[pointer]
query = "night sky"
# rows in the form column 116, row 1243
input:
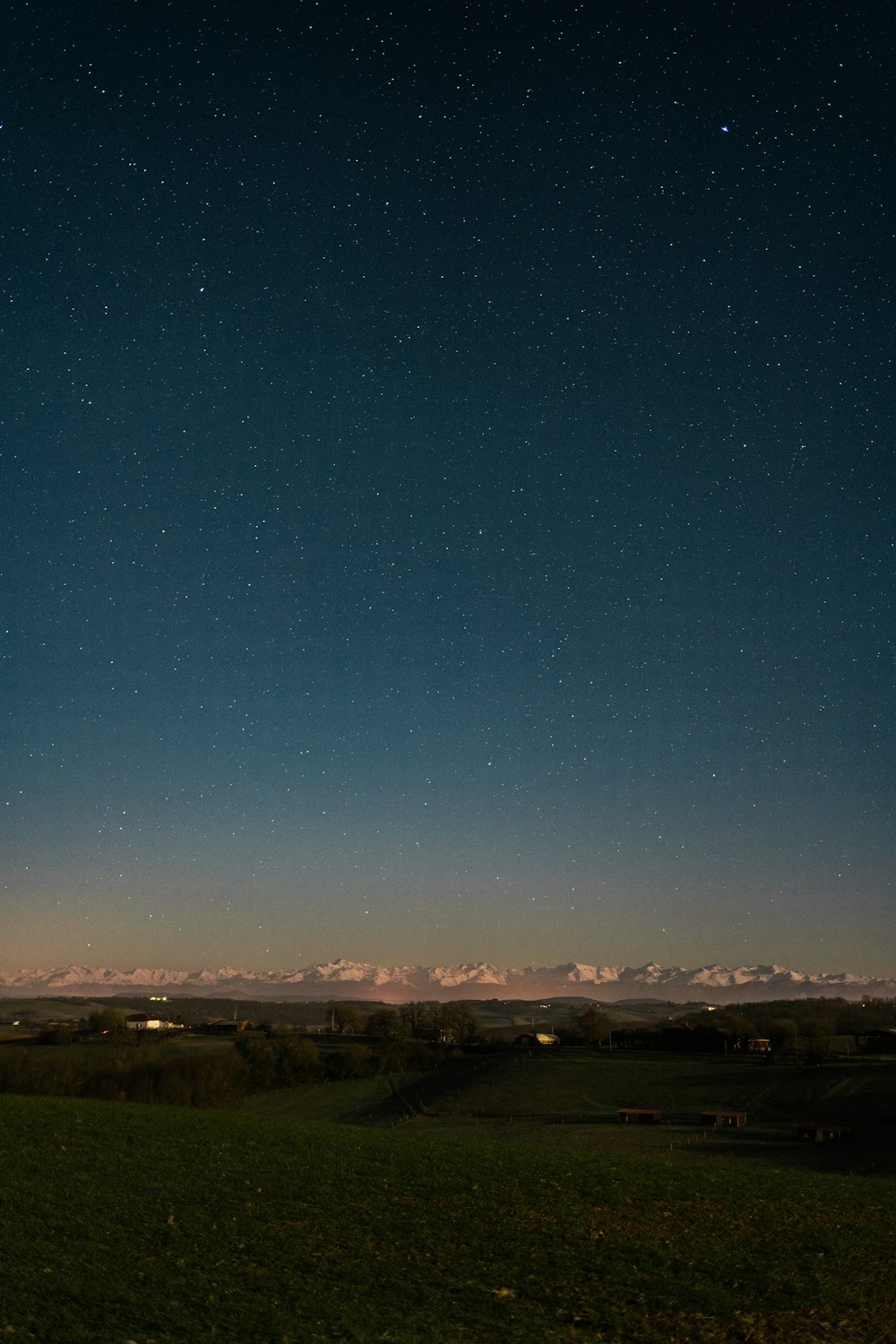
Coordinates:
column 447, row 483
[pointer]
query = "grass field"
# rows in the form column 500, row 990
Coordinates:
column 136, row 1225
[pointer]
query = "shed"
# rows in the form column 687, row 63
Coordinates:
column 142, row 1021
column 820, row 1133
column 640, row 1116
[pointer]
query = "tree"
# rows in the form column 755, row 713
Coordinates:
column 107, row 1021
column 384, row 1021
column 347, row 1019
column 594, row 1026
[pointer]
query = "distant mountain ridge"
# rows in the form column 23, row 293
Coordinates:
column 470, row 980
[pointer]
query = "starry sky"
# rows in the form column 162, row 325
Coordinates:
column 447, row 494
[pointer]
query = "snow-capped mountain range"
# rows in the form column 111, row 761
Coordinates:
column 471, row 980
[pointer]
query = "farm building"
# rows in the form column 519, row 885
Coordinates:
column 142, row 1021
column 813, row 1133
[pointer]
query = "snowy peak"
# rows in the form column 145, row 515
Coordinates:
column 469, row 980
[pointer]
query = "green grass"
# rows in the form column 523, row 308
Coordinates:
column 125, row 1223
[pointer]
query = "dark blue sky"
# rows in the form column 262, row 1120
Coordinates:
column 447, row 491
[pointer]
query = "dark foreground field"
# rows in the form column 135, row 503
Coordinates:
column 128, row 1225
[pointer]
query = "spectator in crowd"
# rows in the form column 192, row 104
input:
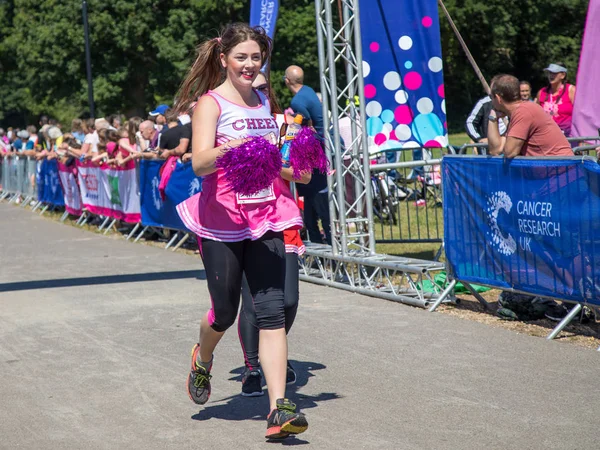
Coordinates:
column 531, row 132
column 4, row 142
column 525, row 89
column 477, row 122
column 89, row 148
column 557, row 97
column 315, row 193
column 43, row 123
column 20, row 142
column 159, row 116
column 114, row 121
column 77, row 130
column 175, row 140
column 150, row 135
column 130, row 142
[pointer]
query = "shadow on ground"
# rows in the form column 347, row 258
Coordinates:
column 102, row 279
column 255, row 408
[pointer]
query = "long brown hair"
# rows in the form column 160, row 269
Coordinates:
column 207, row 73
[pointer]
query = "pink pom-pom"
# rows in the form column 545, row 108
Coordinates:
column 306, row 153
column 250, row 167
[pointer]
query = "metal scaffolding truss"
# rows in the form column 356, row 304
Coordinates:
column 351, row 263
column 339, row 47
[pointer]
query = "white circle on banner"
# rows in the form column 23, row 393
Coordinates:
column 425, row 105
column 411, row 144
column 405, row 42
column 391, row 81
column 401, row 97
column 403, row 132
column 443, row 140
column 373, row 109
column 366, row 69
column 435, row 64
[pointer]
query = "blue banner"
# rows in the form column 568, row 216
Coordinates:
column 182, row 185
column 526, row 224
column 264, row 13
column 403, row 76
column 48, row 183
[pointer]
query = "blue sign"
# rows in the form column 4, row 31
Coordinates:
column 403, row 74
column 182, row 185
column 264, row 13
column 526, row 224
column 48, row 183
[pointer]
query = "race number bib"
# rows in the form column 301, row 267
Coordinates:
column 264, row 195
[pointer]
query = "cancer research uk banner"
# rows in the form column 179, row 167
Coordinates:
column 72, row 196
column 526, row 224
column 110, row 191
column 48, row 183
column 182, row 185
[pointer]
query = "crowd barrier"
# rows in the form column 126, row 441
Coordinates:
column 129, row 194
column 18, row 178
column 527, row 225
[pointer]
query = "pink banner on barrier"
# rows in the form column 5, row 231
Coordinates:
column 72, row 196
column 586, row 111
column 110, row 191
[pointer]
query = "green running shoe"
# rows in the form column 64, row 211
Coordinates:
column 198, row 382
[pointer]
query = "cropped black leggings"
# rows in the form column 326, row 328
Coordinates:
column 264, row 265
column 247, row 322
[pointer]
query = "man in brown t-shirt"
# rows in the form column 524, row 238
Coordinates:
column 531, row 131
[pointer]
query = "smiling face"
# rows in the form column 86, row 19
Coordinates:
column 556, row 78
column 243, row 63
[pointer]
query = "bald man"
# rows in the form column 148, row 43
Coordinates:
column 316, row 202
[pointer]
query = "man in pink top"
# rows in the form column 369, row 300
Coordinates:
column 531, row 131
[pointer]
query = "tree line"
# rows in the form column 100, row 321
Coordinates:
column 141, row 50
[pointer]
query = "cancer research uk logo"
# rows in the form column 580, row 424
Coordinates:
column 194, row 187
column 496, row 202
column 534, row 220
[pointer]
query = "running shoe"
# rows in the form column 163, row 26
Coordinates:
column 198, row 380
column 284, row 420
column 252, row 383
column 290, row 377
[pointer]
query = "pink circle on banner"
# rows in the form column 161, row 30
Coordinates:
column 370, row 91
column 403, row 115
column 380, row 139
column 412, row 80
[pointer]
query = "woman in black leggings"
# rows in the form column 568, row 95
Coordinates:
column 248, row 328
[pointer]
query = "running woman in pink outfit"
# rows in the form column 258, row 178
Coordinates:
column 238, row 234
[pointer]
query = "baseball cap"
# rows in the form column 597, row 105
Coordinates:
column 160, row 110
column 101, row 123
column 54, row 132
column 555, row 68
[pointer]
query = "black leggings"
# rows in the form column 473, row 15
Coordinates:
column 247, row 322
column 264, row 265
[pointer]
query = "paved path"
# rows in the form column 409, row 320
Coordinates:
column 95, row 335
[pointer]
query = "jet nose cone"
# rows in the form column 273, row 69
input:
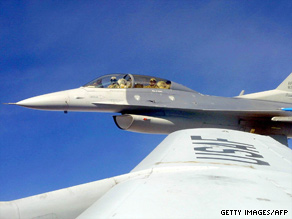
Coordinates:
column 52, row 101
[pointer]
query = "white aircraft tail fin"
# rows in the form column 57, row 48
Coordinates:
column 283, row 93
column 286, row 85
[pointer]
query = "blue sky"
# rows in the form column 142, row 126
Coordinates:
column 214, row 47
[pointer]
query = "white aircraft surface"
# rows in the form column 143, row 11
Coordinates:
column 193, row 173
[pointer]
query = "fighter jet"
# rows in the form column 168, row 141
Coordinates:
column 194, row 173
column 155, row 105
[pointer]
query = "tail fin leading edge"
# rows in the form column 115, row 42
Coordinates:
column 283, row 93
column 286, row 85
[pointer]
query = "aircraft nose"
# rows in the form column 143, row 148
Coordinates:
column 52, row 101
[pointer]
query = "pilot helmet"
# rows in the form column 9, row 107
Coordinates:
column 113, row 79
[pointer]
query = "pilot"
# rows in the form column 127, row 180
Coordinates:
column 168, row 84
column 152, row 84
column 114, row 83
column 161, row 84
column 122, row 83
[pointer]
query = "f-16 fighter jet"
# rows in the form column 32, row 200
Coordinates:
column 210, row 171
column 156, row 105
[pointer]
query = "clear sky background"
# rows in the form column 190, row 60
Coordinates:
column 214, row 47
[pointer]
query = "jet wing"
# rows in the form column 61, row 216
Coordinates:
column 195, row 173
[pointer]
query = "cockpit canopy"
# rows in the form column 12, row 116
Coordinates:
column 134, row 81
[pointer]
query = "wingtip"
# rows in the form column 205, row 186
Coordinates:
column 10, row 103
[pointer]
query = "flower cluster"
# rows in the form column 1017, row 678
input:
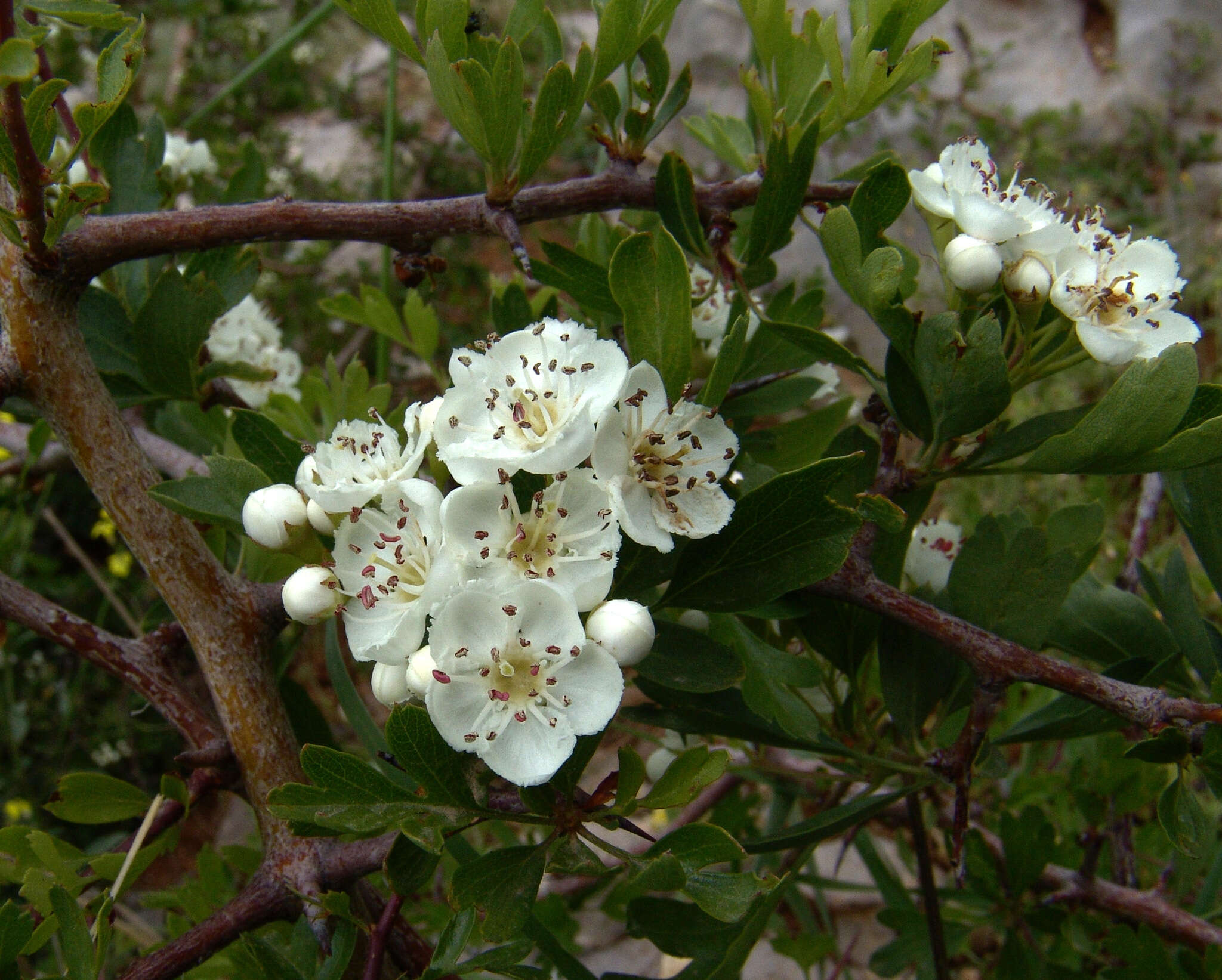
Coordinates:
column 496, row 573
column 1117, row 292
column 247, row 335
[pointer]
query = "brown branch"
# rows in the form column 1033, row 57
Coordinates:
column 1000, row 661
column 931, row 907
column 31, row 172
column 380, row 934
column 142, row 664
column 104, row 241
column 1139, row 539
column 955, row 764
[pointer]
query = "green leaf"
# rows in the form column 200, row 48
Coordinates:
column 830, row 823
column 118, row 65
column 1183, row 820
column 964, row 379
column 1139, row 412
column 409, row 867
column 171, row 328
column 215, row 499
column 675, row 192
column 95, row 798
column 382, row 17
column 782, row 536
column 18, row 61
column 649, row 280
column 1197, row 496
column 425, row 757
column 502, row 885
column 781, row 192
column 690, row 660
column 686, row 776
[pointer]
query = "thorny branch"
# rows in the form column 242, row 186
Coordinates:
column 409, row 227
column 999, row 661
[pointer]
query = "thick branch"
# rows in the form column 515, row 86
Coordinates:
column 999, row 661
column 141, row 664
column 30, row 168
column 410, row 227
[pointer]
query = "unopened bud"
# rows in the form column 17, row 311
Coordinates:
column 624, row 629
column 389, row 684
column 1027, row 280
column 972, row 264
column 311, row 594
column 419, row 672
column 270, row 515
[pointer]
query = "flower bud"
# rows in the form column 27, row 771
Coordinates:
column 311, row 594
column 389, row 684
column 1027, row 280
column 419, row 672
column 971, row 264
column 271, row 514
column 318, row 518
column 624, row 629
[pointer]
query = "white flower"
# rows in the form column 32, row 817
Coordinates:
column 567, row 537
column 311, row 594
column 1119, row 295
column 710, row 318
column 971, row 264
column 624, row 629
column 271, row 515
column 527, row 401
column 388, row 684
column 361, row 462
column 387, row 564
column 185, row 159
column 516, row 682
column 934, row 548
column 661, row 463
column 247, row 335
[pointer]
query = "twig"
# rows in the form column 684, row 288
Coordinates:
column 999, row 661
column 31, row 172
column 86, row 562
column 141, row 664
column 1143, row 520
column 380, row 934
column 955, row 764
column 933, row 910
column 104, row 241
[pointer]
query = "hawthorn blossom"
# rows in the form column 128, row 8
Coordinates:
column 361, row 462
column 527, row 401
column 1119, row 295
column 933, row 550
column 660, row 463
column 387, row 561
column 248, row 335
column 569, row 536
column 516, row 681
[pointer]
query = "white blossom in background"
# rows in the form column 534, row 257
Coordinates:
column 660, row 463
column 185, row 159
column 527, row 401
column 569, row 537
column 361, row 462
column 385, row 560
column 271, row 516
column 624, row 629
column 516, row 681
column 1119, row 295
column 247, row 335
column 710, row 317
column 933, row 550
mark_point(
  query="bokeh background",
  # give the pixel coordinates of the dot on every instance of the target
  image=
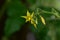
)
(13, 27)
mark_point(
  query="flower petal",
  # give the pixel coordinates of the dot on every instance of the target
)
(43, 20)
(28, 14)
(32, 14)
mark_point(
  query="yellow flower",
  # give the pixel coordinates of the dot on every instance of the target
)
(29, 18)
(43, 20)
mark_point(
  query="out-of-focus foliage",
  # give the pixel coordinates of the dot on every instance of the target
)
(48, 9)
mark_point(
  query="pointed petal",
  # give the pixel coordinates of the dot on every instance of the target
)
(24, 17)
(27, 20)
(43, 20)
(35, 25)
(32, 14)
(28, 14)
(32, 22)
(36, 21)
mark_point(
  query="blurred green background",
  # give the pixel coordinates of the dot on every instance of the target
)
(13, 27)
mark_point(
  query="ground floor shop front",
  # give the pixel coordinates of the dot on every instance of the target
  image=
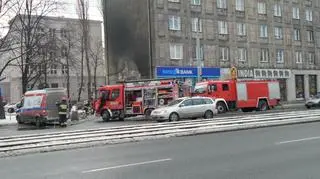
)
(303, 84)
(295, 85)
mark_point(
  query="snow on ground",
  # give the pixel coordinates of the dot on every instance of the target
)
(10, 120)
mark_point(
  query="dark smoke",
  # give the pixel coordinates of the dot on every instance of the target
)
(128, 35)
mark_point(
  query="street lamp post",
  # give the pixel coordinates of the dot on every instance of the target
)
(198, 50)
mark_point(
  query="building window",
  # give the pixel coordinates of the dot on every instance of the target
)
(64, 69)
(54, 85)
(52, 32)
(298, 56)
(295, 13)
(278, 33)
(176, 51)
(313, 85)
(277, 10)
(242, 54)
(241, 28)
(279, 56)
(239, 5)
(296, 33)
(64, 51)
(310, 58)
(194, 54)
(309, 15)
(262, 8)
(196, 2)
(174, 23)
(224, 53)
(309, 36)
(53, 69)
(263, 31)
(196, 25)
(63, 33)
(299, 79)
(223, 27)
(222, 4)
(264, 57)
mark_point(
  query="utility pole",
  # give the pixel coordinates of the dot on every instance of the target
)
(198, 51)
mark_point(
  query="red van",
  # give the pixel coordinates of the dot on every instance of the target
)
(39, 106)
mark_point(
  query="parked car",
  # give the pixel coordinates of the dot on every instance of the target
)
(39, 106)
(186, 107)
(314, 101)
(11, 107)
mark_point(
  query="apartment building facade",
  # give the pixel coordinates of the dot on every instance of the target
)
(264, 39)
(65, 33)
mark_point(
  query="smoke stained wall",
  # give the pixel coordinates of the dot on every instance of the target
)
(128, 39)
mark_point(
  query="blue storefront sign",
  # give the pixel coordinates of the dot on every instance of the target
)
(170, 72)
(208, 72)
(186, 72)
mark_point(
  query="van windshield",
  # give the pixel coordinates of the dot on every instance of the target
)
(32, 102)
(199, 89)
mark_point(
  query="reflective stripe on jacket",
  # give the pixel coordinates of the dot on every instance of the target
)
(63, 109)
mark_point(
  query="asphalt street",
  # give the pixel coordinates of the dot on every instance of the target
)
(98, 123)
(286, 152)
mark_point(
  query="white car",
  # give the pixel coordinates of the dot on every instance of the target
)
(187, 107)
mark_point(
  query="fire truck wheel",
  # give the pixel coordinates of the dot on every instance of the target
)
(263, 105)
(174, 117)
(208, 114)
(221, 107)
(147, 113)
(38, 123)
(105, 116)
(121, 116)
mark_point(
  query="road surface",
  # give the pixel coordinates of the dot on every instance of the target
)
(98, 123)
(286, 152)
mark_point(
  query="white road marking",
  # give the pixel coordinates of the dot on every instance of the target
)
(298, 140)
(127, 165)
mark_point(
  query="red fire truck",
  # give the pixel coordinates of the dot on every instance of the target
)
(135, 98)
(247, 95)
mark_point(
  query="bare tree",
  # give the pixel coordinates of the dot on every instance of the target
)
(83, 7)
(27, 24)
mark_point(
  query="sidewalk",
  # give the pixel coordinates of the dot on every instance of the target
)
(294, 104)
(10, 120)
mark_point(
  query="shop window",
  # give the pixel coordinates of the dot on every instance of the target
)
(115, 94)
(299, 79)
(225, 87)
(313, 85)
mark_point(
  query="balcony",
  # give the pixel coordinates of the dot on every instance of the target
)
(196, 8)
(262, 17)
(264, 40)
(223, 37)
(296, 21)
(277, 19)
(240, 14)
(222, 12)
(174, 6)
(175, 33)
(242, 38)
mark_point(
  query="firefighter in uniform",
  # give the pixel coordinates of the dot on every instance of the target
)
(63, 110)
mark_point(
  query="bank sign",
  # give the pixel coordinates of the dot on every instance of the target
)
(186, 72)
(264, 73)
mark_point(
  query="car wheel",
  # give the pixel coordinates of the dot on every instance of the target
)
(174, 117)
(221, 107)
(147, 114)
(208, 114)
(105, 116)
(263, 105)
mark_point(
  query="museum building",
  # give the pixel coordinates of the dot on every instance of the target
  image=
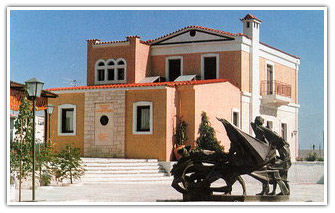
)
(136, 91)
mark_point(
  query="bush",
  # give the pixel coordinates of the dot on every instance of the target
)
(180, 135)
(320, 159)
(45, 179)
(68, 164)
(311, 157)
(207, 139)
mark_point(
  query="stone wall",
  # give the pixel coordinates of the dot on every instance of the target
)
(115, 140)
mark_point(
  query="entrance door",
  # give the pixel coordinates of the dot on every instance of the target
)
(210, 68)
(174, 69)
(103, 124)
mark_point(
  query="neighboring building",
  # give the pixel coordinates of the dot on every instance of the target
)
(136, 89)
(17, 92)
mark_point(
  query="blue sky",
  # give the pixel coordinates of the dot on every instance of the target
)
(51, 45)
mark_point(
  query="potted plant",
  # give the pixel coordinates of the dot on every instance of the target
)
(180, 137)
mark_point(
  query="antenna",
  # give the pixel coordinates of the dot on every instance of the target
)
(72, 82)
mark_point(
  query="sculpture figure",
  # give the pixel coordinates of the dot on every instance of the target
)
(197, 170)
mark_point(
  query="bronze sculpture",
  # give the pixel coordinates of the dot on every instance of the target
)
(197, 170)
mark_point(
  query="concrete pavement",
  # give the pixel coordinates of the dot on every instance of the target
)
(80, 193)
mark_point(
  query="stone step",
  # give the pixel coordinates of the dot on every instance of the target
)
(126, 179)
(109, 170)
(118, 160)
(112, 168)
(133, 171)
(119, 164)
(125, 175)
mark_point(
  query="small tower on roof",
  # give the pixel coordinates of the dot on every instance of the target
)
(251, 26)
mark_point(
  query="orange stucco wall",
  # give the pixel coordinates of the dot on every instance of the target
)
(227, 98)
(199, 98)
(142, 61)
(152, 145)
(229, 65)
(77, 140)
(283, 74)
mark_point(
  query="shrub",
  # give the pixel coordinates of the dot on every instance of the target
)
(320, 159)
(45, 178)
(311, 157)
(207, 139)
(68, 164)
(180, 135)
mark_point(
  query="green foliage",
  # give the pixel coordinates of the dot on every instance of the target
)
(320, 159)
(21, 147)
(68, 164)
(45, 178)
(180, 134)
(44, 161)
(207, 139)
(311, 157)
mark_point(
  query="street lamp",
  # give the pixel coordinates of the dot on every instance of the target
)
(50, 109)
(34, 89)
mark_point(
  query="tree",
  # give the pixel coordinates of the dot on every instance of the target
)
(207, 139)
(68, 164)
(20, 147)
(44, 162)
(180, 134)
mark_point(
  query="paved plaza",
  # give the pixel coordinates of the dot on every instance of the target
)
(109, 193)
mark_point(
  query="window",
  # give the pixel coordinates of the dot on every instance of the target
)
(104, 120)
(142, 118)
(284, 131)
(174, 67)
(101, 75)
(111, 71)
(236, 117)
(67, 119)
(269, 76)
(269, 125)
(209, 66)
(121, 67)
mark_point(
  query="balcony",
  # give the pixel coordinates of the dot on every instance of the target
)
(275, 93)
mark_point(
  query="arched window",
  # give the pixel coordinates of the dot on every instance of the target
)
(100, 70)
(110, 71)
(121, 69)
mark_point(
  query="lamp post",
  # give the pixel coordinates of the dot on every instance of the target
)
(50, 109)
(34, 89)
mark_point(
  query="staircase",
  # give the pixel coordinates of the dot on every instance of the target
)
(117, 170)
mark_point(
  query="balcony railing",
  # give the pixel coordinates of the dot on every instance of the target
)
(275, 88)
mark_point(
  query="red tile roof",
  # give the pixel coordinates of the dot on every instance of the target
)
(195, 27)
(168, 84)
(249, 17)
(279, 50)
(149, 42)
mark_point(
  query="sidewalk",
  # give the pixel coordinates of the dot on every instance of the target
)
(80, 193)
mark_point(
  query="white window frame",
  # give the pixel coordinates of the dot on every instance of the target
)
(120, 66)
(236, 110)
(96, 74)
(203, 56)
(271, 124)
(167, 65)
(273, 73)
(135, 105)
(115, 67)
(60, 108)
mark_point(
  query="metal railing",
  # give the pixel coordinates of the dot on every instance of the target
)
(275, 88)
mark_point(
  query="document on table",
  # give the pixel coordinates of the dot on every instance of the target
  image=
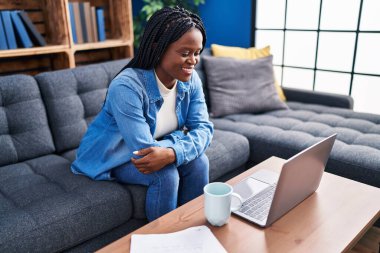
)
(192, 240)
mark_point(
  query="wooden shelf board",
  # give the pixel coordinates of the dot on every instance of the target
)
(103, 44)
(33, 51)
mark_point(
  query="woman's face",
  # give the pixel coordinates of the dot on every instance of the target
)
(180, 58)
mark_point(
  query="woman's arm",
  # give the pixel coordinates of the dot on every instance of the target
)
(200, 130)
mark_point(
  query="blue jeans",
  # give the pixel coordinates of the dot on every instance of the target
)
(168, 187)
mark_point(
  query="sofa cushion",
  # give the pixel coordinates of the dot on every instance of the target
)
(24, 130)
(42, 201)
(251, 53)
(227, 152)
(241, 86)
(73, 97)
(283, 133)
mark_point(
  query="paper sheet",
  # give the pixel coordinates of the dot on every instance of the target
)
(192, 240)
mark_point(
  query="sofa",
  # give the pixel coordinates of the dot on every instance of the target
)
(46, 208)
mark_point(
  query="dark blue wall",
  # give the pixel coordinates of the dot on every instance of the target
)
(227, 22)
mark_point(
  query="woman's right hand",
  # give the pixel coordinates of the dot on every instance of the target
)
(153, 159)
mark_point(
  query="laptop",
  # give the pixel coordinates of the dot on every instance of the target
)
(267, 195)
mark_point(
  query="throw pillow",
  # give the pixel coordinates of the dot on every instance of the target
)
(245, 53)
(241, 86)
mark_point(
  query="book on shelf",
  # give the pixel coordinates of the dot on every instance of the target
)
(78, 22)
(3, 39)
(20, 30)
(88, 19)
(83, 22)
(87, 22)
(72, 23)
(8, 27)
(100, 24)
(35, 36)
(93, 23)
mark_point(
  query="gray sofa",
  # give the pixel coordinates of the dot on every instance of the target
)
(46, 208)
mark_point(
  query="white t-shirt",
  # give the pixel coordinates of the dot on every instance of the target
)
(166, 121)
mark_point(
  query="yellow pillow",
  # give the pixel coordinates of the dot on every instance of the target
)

=-=-=

• **Work order**
Everything from the first line of the records through the line containing "# rows in the form column 687, row 63" should be repeated exactly, with the pictures left out.

• **Answer to this problem**
[pointer]
query = "night sky"
# rows in the form column 116, row 1243
input:
Coordinates:
column 447, row 483
[pointer]
query = "grass field"
# rows in the form column 500, row 990
Coordinates:
column 136, row 1225
[pointer]
query = "shed"
# rows in the form column 687, row 63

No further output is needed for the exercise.